=== Extracted material ===

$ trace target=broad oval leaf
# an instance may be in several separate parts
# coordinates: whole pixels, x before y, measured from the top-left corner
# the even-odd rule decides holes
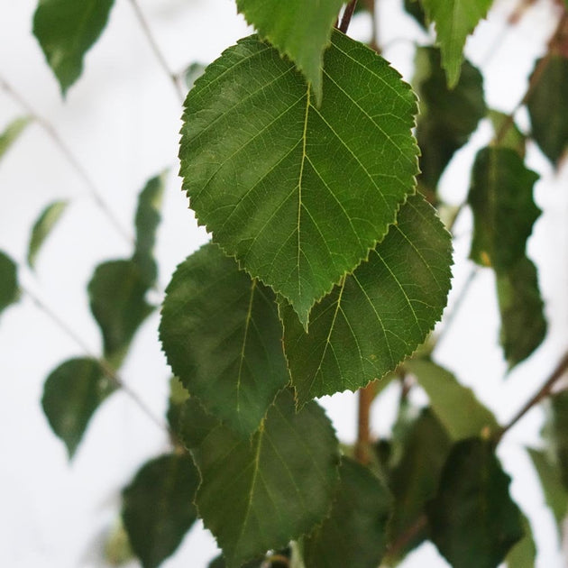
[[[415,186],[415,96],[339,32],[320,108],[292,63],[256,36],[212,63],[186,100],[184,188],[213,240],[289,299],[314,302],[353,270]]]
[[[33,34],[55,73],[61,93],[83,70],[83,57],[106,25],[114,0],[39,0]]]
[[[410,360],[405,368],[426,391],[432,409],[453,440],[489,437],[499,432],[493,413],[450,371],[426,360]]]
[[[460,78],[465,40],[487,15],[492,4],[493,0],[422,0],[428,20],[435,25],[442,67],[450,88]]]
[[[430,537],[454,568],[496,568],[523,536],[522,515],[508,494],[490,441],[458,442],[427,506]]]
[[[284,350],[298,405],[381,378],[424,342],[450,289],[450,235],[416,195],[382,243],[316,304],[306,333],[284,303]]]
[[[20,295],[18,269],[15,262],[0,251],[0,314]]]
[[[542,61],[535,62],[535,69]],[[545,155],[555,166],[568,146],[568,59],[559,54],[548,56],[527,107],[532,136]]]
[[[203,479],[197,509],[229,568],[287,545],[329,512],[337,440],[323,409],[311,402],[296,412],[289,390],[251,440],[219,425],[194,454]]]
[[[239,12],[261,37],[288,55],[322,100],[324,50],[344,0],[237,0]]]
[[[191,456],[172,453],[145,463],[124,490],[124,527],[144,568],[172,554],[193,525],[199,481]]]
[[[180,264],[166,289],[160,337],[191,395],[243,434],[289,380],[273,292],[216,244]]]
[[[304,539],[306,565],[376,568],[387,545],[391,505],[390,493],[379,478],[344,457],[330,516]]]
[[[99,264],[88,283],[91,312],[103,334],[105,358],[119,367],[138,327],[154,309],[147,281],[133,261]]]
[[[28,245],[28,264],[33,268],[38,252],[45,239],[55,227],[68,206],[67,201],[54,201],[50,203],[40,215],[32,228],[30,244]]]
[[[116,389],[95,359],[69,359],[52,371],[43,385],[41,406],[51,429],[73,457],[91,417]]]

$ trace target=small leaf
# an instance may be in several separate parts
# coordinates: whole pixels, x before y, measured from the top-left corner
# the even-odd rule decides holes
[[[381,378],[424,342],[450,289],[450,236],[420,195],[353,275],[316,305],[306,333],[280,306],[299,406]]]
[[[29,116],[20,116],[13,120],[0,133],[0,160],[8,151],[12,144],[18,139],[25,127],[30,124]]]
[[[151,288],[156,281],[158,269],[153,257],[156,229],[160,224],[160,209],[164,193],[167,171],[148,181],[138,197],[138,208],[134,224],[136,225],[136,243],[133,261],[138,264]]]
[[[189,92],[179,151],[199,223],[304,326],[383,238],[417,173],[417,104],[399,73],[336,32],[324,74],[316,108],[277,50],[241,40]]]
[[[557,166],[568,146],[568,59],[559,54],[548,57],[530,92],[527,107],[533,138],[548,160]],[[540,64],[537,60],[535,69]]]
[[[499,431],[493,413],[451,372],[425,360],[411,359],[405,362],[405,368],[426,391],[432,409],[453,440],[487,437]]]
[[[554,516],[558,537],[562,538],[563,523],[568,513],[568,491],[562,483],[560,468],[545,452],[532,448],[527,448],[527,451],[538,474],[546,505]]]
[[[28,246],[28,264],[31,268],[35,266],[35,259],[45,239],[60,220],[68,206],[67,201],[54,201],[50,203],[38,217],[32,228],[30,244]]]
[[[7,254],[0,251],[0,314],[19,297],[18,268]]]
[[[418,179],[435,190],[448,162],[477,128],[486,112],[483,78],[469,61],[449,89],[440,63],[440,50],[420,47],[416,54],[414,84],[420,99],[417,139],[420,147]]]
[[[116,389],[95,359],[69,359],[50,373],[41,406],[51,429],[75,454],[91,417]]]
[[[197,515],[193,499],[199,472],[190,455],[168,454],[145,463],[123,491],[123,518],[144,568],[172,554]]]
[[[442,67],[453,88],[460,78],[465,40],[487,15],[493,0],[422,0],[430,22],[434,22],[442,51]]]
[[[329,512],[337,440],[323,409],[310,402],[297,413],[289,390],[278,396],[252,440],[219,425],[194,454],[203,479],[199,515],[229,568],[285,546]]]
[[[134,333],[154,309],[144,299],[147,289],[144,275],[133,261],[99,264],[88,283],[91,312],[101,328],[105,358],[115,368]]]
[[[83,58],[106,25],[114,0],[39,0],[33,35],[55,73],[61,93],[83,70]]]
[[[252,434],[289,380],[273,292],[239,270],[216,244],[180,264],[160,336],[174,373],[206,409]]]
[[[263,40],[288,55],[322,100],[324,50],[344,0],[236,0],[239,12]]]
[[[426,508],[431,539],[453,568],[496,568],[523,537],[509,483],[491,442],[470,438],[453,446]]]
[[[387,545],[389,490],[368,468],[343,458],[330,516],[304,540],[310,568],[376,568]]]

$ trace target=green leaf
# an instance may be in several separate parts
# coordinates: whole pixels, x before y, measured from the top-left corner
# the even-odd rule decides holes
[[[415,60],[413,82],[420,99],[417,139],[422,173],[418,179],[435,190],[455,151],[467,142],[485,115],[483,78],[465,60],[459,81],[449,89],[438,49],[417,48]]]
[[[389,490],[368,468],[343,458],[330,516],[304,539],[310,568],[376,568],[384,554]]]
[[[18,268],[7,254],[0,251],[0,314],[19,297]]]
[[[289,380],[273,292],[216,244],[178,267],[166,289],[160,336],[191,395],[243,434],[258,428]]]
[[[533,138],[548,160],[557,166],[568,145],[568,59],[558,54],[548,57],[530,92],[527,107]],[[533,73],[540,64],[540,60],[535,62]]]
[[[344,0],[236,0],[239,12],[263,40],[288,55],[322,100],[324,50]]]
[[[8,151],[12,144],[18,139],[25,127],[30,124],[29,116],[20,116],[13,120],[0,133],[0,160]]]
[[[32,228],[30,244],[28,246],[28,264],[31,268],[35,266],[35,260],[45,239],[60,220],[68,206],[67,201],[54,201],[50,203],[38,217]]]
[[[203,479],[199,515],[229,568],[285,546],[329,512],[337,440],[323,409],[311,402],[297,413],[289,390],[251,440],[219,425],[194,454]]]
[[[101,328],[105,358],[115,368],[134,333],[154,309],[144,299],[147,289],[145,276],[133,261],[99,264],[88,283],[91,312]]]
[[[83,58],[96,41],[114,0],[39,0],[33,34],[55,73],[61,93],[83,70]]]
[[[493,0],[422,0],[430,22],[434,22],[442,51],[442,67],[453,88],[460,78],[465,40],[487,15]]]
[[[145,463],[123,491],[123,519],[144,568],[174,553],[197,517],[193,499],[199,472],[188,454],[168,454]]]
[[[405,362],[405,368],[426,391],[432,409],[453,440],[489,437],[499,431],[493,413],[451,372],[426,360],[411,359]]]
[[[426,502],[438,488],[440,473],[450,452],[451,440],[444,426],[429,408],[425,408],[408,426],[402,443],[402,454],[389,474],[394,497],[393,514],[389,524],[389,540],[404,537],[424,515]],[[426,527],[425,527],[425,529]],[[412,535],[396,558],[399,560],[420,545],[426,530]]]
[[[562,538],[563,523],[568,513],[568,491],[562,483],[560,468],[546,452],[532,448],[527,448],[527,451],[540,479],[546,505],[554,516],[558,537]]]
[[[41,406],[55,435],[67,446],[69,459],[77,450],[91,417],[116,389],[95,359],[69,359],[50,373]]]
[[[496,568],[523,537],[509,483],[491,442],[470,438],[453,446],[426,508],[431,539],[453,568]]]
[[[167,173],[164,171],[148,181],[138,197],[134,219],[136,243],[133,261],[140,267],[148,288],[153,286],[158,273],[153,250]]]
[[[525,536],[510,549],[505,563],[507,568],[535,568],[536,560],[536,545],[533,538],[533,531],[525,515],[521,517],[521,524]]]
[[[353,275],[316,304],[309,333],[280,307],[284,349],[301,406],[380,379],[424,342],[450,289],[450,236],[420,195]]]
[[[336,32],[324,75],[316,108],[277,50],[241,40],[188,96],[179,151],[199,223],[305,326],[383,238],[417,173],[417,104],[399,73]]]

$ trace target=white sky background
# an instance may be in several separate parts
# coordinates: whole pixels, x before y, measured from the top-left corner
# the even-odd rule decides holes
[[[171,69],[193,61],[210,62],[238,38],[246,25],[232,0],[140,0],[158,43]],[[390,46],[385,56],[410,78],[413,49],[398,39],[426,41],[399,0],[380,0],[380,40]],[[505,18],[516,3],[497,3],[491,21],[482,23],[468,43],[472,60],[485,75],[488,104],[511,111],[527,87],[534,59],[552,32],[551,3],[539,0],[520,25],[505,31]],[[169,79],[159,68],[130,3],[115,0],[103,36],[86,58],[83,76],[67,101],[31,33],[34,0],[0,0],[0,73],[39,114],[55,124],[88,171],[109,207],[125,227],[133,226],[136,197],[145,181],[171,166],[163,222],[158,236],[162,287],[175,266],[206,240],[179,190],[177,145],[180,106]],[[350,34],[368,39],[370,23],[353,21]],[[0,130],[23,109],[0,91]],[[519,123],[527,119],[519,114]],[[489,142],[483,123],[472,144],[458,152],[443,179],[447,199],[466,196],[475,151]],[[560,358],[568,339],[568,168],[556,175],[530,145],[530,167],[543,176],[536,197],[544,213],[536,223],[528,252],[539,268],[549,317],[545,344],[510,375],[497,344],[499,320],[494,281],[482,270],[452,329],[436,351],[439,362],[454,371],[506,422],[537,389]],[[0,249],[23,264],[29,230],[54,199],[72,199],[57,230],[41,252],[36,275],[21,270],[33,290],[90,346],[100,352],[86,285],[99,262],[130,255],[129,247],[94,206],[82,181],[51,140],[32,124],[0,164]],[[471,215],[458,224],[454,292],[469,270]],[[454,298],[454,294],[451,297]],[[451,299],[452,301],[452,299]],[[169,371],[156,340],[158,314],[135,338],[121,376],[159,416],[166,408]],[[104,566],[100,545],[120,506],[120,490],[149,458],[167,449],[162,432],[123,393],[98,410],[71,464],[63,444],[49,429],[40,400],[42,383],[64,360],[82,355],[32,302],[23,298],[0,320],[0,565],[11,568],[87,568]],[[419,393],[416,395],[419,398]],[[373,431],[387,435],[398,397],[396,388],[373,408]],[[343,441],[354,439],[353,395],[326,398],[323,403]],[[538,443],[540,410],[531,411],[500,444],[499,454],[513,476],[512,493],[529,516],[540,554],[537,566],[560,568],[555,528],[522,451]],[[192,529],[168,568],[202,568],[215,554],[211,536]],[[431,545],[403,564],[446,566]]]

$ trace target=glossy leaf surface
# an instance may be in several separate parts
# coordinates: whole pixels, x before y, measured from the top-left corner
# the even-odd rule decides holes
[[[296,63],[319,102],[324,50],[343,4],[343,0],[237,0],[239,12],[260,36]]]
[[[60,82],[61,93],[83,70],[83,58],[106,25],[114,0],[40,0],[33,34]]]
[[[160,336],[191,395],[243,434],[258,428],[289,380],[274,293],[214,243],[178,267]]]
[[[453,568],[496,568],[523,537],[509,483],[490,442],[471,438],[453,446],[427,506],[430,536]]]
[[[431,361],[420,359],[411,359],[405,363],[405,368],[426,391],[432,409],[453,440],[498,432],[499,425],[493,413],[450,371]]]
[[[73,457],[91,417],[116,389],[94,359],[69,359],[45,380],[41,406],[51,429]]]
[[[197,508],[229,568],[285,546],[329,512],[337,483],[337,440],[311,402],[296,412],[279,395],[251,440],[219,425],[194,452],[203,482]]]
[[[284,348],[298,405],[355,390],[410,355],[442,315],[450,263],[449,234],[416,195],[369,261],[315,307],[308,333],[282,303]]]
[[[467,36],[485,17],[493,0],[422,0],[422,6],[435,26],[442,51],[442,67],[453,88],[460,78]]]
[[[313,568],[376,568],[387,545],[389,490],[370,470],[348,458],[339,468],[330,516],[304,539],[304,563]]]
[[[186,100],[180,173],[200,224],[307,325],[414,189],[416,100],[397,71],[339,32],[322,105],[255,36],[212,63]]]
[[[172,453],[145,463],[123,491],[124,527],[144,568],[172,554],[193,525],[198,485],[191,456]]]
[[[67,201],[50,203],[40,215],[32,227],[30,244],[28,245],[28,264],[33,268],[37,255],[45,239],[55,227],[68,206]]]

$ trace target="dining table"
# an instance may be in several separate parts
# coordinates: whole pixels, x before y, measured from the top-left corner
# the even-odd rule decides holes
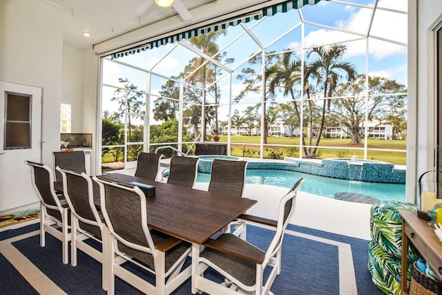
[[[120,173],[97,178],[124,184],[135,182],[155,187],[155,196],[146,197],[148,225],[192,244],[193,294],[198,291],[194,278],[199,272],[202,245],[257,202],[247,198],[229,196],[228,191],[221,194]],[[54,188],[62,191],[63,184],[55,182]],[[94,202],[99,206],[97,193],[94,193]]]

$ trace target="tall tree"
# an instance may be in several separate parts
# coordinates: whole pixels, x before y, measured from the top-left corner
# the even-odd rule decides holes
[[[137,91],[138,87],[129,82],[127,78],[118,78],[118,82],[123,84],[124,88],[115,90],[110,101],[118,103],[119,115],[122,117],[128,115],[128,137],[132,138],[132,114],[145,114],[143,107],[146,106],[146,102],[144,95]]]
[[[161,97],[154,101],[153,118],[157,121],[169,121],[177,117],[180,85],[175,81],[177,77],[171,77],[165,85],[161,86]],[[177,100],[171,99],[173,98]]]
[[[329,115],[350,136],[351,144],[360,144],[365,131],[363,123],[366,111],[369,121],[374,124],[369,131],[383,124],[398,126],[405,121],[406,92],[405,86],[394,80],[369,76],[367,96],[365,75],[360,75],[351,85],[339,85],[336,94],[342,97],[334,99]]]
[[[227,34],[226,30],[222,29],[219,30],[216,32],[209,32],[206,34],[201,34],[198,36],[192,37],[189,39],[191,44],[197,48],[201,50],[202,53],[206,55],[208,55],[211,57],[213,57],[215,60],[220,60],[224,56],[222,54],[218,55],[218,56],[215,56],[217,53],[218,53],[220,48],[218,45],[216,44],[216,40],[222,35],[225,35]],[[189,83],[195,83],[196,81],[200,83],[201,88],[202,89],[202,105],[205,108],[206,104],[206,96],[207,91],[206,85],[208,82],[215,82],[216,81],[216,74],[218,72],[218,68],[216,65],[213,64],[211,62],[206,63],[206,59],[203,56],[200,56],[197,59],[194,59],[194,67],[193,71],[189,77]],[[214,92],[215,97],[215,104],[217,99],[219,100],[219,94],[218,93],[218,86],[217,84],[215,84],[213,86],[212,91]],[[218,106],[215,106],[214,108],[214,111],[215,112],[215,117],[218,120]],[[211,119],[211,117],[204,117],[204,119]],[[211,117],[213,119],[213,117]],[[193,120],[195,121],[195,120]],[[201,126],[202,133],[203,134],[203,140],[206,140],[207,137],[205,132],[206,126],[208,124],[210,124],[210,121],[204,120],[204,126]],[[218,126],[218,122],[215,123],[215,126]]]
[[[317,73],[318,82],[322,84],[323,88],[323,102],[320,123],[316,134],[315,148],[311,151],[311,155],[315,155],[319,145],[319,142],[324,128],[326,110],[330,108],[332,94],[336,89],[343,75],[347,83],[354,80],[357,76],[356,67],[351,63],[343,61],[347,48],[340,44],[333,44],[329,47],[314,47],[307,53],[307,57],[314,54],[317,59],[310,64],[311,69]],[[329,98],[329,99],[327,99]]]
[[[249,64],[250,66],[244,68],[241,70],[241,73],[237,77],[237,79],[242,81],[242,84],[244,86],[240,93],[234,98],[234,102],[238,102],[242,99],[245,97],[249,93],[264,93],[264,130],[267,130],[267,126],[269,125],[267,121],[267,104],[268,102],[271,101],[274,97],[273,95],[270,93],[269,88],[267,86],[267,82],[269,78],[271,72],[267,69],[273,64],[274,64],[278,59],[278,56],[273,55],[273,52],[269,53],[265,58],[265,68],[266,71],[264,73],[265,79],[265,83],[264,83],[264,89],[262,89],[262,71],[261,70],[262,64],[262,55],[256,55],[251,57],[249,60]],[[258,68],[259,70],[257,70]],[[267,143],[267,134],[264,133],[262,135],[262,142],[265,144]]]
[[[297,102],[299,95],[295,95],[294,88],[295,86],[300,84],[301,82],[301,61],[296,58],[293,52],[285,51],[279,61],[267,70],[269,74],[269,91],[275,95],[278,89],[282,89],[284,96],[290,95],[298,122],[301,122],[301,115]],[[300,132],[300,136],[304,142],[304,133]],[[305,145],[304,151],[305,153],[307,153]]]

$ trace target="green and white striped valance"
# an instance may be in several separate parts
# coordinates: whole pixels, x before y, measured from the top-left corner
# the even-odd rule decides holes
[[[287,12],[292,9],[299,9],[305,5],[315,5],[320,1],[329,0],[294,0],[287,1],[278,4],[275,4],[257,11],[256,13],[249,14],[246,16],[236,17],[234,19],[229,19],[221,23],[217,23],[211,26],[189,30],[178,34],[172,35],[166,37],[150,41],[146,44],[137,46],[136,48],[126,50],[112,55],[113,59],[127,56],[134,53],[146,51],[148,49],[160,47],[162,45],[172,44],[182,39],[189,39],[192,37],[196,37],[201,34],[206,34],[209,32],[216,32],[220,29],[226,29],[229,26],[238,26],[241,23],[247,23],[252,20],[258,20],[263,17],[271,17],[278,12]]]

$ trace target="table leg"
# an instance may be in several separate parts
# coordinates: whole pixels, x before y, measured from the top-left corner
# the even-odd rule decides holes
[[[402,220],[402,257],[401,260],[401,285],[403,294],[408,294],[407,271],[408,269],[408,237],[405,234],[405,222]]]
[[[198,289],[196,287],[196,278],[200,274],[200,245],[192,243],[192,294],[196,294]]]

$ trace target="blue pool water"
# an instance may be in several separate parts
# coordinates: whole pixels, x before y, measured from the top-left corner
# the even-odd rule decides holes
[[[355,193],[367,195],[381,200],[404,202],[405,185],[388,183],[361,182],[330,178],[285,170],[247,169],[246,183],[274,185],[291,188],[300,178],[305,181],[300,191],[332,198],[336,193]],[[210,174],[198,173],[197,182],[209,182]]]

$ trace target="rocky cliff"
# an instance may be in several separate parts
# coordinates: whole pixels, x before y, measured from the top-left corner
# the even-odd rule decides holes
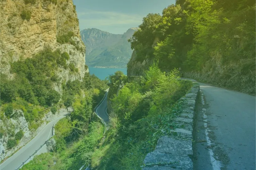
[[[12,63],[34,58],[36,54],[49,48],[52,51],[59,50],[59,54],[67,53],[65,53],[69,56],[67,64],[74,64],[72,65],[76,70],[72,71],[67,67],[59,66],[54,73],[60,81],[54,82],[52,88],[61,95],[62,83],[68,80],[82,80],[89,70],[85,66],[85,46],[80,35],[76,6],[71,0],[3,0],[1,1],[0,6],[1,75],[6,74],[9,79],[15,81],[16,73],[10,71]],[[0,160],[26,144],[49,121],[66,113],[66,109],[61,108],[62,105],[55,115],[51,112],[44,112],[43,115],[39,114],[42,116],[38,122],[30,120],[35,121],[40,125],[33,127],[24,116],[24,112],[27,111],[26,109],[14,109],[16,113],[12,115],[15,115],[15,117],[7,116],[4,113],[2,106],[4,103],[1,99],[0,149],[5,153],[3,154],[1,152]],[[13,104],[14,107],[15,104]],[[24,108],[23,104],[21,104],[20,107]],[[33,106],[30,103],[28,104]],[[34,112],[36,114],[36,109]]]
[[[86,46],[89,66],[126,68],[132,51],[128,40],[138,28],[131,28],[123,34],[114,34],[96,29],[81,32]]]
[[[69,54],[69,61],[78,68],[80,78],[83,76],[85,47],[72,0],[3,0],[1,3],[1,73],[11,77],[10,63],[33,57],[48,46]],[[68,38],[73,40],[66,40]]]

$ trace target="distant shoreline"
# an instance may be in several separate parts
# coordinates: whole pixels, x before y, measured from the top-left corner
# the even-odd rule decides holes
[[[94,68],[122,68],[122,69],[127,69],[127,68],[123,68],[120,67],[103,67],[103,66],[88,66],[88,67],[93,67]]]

===

Stated task: How many lines above contain the string "leaf"? Case counts. Reply with the number only.

Task output: 4